### Excerpt
Start of Block

Arthritis is a painful condition that affects the joints and bones. The tissue lining the joints, like elbows and knuckles, becomes inflamed, making them stiff and swollen.
Juvenile idiopathic arthritis (JIA) is the most common kind that affects young people. It is similar to, but not the same as, rheumatoid arthritis that affects some adults.
JIA occurs when the immune system, instead of just attacking infections, attacks the tissues of the body as well. This makes the lining between the joints stiff and swollen. It can affect any number of joints. The more joints that are affected, the more severe the condition.
There are three main types of JIA:
- Oligo-articular JIA affects four or fewer joints and is the most common form. The knees, ankles and wrists are most likely to be affected. This type of arthritis often has a good chance of going away by adulthood.
- Polyarticular JIA affects five or more joints and affects girls more than boys.
- Systemic JIA affects the whole body. It starts with a fever and rash that can appear and disappear with the fever. Joint pain and swelling usually develops later.
What causes arthritis?
It is not really known what causes arthritis. Doctors think there are inherited genes that can cause an increased chance of developing arthritis, but there are probably lots of other triggers, such as viruses, that are also involved.
What are the signs and symptoms of arthritis?

End of Block

### Dataset excerpts
Start of Block

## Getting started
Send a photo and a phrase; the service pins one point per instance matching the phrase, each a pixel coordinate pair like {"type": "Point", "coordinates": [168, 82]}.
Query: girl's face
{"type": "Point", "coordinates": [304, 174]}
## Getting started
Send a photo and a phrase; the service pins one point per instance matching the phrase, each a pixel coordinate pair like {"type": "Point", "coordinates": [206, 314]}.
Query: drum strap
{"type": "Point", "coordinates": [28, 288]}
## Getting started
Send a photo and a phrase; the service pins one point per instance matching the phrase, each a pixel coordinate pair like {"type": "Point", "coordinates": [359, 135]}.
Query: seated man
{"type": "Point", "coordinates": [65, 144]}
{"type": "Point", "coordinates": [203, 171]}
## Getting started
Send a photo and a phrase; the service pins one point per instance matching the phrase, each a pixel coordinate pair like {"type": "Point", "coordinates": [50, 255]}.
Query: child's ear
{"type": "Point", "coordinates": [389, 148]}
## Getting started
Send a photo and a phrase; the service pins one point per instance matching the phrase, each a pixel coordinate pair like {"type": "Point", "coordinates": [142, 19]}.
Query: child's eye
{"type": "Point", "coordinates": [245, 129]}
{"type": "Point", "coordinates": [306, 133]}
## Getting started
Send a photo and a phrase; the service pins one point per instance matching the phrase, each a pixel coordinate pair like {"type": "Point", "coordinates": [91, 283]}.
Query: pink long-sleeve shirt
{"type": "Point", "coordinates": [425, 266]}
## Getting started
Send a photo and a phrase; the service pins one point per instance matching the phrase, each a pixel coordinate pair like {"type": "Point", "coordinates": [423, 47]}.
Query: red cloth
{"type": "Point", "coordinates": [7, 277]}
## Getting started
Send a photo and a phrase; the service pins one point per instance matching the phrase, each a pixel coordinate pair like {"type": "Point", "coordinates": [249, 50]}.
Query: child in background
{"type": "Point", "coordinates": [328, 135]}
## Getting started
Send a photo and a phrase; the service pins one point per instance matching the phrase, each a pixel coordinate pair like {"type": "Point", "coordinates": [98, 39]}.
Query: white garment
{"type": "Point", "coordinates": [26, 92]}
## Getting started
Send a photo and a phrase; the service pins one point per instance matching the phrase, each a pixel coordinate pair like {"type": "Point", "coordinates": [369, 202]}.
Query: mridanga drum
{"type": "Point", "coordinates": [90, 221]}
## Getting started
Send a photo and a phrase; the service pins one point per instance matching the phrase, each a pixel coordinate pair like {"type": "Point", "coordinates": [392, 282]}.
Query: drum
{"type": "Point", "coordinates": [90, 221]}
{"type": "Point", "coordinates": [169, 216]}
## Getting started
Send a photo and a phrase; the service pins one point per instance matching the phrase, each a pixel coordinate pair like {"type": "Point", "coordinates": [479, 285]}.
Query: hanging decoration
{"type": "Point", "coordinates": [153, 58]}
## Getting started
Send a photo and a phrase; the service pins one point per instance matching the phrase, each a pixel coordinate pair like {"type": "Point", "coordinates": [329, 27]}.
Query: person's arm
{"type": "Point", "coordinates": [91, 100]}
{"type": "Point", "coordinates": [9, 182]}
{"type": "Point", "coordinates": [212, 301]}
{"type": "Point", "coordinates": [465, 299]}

End of Block

### To do
**a)** In the text on juvenile arthritis, which type of JIA affects girls more than boys?
**b)** Do these statements agree with the text on juvenile arthritis? Answer yes or no for each, quoting the words of the text that decide it. (i) Oligo-articular JIA is the most common form of JIA. (ii) In systemic JIA, joint pain and swelling usually come before the fever. (iii) Doctors know for certain what causes arthritis.

### Per-task answers
**a)** Polyarticular JIA

**b)**
(i) Yes: "Oligo-articular JIA affects four or fewer joints and is the most common form."
(ii) No: "It starts with a fever and rash that can appear and disappear with the fever. Joint pain and swelling usually develops later."
(iii) No: "It is not really known what causes arthritis."